* Document text

*** Begin section ***

Miller’s conversion to sidearm pitching stemmed from necessity.
“I was getting hit around a little bit,” he said. “I would drop down to throw offspeed every once in a while so it was pretty obvious when it was coming. So I dropped down to throw a fastball and it just felt good.”
While managing to keep his torso straight, the 20-year-old bends slightly to the right before whipping the ball to the plate and usually releasing between his knees and waist.
But that location can vary depending on how things go.
“Usually I’ll start out low,” Miller said. “If the ball is moving the way I don’t want it to I’ll move it up a little bit a few degrees. Then I’ll come over the top every once in a while as well as kind of the surprise factor.”
“Very flexible young man,” Corbin said. “Probably has another career as a gymnast.”
Though opposing hitters are caught off guard by the delivery, catcher Spencer Navin called Miller one of his favorite pitchers to catch. Why? Navin says the predictability of the location of Miller’s pitches makes his job easier. The two are often on the same page before Navin even puts down his sign.
Opponents aren’t as telepathic.
Miller has thrown 34 strikeouts and walked just five with an opposing batting average
“It is extremely tough,” Navin said. “His slider, when it comes out of his hand, it starts behind you. You think you’re going to take it and then it ends up on the outside part of the corner [for a strike]. It is kind of like, ‘What can you do with that pitch?’ So I’m glad he is on our side, to say the least. As soon as I see him come out of the bullpen I know we’re in a good situation.”

*** End section ***

* Given information
*** Begin section ***

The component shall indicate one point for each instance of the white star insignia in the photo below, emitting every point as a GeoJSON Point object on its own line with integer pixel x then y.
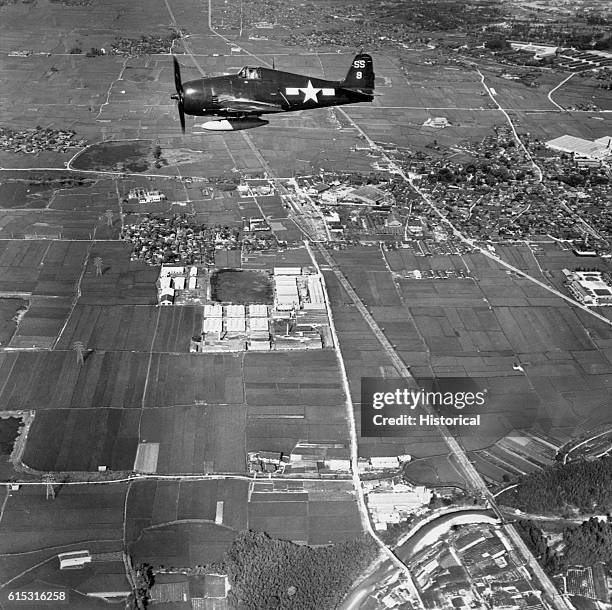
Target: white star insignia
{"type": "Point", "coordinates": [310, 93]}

*** End section ***

* Questions on the material
#1 Please name each person quoted directly in the passage on Miller's sidearm delivery.
#2 Pick up the passage on Miller's sidearm delivery after its final paragraph and keep writing.

* Results
#1 Miller, Corbin, Spencer Navin

#2
The last two years, Miller has trotted out in relief more than any Vanderbilt pitcher.
He had a team-high 34 appearances in 2012 and has been called upon 22 times this year. He isn’t strictly a ninth-inning pitcher either. Corbin has gone to him in tight situations in the eighth inning and ridden him deep into ballgames. Against Tennessee last month, he pitched a career-high five scoreless innings before the Commodores finally triumphed in the 12th.
Miller ensured his durability and reliability when he underwent offseason surgery to repair a torn labrum in his hip. He missed all of fall baseball but returned just in time to strengthen the back of the bullpen — and leave his own unique stamp on the record book.
“I’m glad that particular surgery happened then because he is as valuable a kid we’ve had in our program,” Corbin said. “I mean that even going back to last year. We gave him the baseball a bunch of times, more than what freshmen are usually accustomed to. But I think any time we feel that the game is close or in our hands or maybe we need it back in our hands, he gets the baseball again.
“We’re lucky he is on our side. I don’t take it for granted.”
• Briefly: Pitcher Tyler Beede will be the 10th Vanderbilt baseball player to represent Team USA.
The sophomore right-handeder was chosen Thursday as a member of USA Baseball’s collegiate national team this summer.
Beede is currently 10-0 for the fourth-ranked Commodores. The 2011 first-round pick has a team-best 1.51 ERA and is just the ninth pitcher in school history to win 10 games in a season.
“Tyler’s inclusion to the USA National Team is well earned and deserved,” Corbin said. “He continues the fine list of Vanderbilt players who have been active participants for USA Baseball. He is the right fiber of kid to be a part of that tour and will most certainly be an instrumental part of their staff and team.”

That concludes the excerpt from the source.